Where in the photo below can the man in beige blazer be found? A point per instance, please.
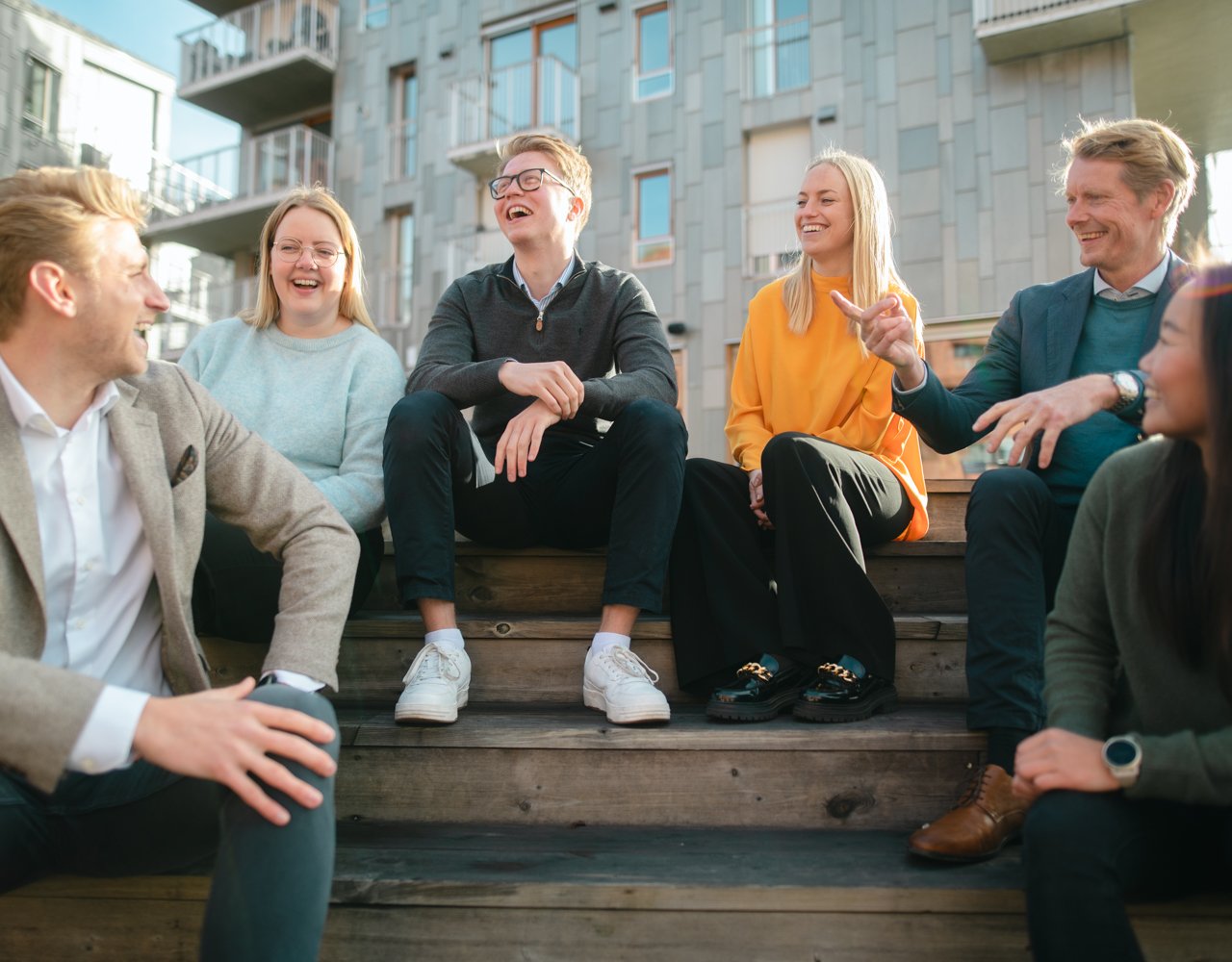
(116, 756)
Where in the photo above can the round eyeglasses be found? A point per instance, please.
(527, 180)
(323, 255)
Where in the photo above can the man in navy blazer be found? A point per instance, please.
(1059, 378)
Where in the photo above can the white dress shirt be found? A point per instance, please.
(104, 613)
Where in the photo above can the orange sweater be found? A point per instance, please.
(822, 385)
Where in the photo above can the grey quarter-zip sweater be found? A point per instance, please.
(603, 324)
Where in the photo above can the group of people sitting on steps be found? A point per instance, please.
(140, 509)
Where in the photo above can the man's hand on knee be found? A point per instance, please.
(218, 736)
(1045, 413)
(520, 443)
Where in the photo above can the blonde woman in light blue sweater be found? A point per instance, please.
(306, 371)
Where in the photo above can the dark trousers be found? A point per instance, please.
(1086, 851)
(1016, 540)
(236, 588)
(621, 491)
(827, 504)
(270, 890)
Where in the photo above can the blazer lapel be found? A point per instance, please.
(136, 436)
(1065, 316)
(17, 512)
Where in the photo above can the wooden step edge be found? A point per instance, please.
(920, 727)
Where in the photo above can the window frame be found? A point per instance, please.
(641, 242)
(646, 9)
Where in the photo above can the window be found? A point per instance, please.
(404, 271)
(403, 110)
(654, 77)
(373, 13)
(533, 78)
(652, 240)
(39, 110)
(775, 164)
(778, 46)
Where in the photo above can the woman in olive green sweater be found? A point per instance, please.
(1134, 775)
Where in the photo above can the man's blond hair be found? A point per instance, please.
(1148, 153)
(46, 215)
(575, 167)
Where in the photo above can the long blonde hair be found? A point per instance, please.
(872, 255)
(350, 303)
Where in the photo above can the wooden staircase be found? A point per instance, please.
(532, 829)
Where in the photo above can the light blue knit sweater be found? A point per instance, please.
(321, 403)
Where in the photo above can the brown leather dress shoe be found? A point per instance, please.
(987, 817)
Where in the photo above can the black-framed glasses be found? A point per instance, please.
(323, 255)
(527, 180)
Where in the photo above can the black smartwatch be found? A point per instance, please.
(1122, 754)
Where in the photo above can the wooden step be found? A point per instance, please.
(911, 576)
(540, 659)
(458, 893)
(568, 765)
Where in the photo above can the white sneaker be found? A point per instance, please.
(621, 684)
(438, 684)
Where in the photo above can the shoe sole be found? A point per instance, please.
(962, 859)
(766, 712)
(809, 712)
(443, 716)
(594, 698)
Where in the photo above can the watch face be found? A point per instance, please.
(1120, 752)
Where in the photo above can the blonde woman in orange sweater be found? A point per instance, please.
(769, 593)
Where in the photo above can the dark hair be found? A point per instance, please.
(1186, 566)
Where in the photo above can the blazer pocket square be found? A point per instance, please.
(188, 465)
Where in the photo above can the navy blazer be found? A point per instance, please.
(1032, 347)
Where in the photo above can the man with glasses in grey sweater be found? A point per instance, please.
(531, 343)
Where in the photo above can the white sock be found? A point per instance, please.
(447, 638)
(606, 640)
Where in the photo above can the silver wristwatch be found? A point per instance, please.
(1127, 387)
(1122, 754)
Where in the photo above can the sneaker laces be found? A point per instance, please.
(443, 666)
(629, 666)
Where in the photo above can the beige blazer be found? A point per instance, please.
(159, 417)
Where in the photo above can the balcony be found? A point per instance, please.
(540, 95)
(777, 58)
(1012, 29)
(218, 201)
(263, 61)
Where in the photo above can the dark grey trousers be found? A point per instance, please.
(270, 890)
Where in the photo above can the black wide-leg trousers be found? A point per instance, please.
(801, 589)
(621, 491)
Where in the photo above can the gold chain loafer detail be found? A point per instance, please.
(988, 816)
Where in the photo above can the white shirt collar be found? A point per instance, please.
(1151, 284)
(29, 413)
(559, 281)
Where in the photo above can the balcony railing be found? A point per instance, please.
(269, 164)
(263, 31)
(401, 149)
(777, 58)
(990, 12)
(537, 93)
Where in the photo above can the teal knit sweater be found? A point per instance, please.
(1105, 668)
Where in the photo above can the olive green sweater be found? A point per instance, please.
(1108, 671)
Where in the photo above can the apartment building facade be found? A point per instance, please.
(698, 117)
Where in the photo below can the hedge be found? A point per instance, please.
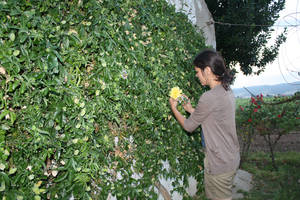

###

Reproduce the entire listing above, replacing every occurrence of "blazer" with "jacket" and leaving everything else unchanged. Omit the pictures from the output.

Where in the photo below can the man in beige jacket be found? A point per instance, please.
(116, 756)
Where in the photo above can the round eyeglasses be found? A point per instance, please.
(527, 180)
(323, 255)
Where in the photo above can the man in navy jacket be found? A point per instance, please.
(1059, 378)
Where in the photo above can the white dress shirt be found? A point per instance, please.
(104, 613)
Where in the photo above can the orange sweater be found? A point per instance, please.
(822, 385)
Where in the photo above can the grey quarter-zip sweater be found? A point per instance, please.
(603, 324)
Where in the photo above can the group of people sitting on steps be found? A point per instance, please.
(140, 509)
Where in the photo above can the man's hand on knee be found? A point per instance, please.
(218, 736)
(1045, 413)
(520, 443)
Where in the photo above can the blonde woman in light blue sweater be found? A point per instance, please.
(306, 371)
Where in the photo above can the dark trousers be found? A point per instance, please.
(1086, 851)
(1016, 540)
(236, 588)
(621, 491)
(827, 504)
(270, 890)
Where in the photo above can the jacket lapel be found? A point per instance, please.
(136, 436)
(1065, 316)
(17, 512)
Where in the photo above can the wooden step edge be found? A point per instance, please.
(920, 727)
Where in the photo above can the window frame be found? A point per instance, please.
(641, 242)
(646, 9)
Where in the photo above can the window be found? A point per instance, please.
(404, 271)
(403, 110)
(654, 77)
(373, 13)
(533, 78)
(652, 240)
(39, 110)
(775, 164)
(778, 46)
Where in the photo above can the woman in olive green sweater be found? A point per instance, please.
(1134, 775)
Where in the photo above can the man's blond hair be found? A point per instance, please.
(1148, 153)
(46, 215)
(575, 167)
Where in the photo above can the long blonde hair be found? A point per instance, please.
(872, 255)
(350, 303)
Where in the photo above can the wooden staircase be found? A point per instance, please.
(532, 829)
Where in the photo above can the light blue knit sweater be found? A point per instance, please.
(321, 403)
Where in the photo above can the brown leather dress shoe be found? A point per instance, please.
(987, 817)
Where in the photo above can the black-framed glasses be found? A point per instance, please.
(323, 255)
(527, 180)
Where in the photo above can the black smartwatch be found? A point per instance, please.
(1122, 754)
Where in the photo above can the wooden step be found? A point per instance, please.
(911, 576)
(540, 659)
(458, 893)
(568, 765)
Where in the photo above can the white sneaker be found? A point per instance, please.
(621, 684)
(438, 684)
Where in the photo above can the shoe sole be found? A point per instance, please.
(962, 859)
(766, 712)
(809, 712)
(443, 716)
(594, 698)
Where in the photo above can the watch face be found? A point per instance, please.
(1120, 752)
Where in the photo above can the blonde woman in orange sweater be found? A point per instance, please.
(769, 593)
Where in the photo above can the dark hair be found? A point per instance, please.
(1186, 566)
Where in the photo above can the jacket pocket square be found? A point per instance, please.
(188, 465)
Where in the photo above can the navy jacket be found? A point per instance, please.
(1032, 347)
Where in the photo above can the man with glasses in grey sweater be found? A point per instance, please.
(531, 343)
Where in the photo above can the white sock be found? A point per instance, please.
(447, 638)
(606, 640)
Where in the photo above can the silver wristwatch be found? A point per instance, please.
(1127, 387)
(1122, 754)
Where in the photo above can the sneaker laces be found? A point per instance, please.
(443, 666)
(629, 666)
Where in the photo above can the beige jacket be found? A point per instance, please.
(159, 417)
Where in the photo above can the balcony be found? A point per instance, please.
(540, 95)
(777, 58)
(1012, 29)
(218, 201)
(263, 61)
Where in the photo above can the dark grey trousers be found? A point per instance, please.
(270, 890)
Where in the photo above can the black wide-leg trousers be found? A point per instance, please.
(801, 589)
(621, 491)
Where in the photo above can the gold chain loafer detail be found? A point per instance, please.
(988, 816)
Where in the photo above can the white shirt collar be found? A point per instance, please.
(1151, 284)
(29, 413)
(559, 281)
Where in the photo above can the balcony railing be found? A point per instance, please.
(269, 164)
(263, 31)
(401, 149)
(777, 58)
(990, 12)
(537, 93)
Where in the photo above can the teal knit sweater be found? A point per instance, please.
(1105, 668)
Where in the photo above can the olive green sweater be found? A point per instance, please.
(1108, 671)
Where in the photo above can the apartment building facade be found? A point per instance, please.
(698, 117)
Where in the photo below can the hedge be found? A point per instance, please.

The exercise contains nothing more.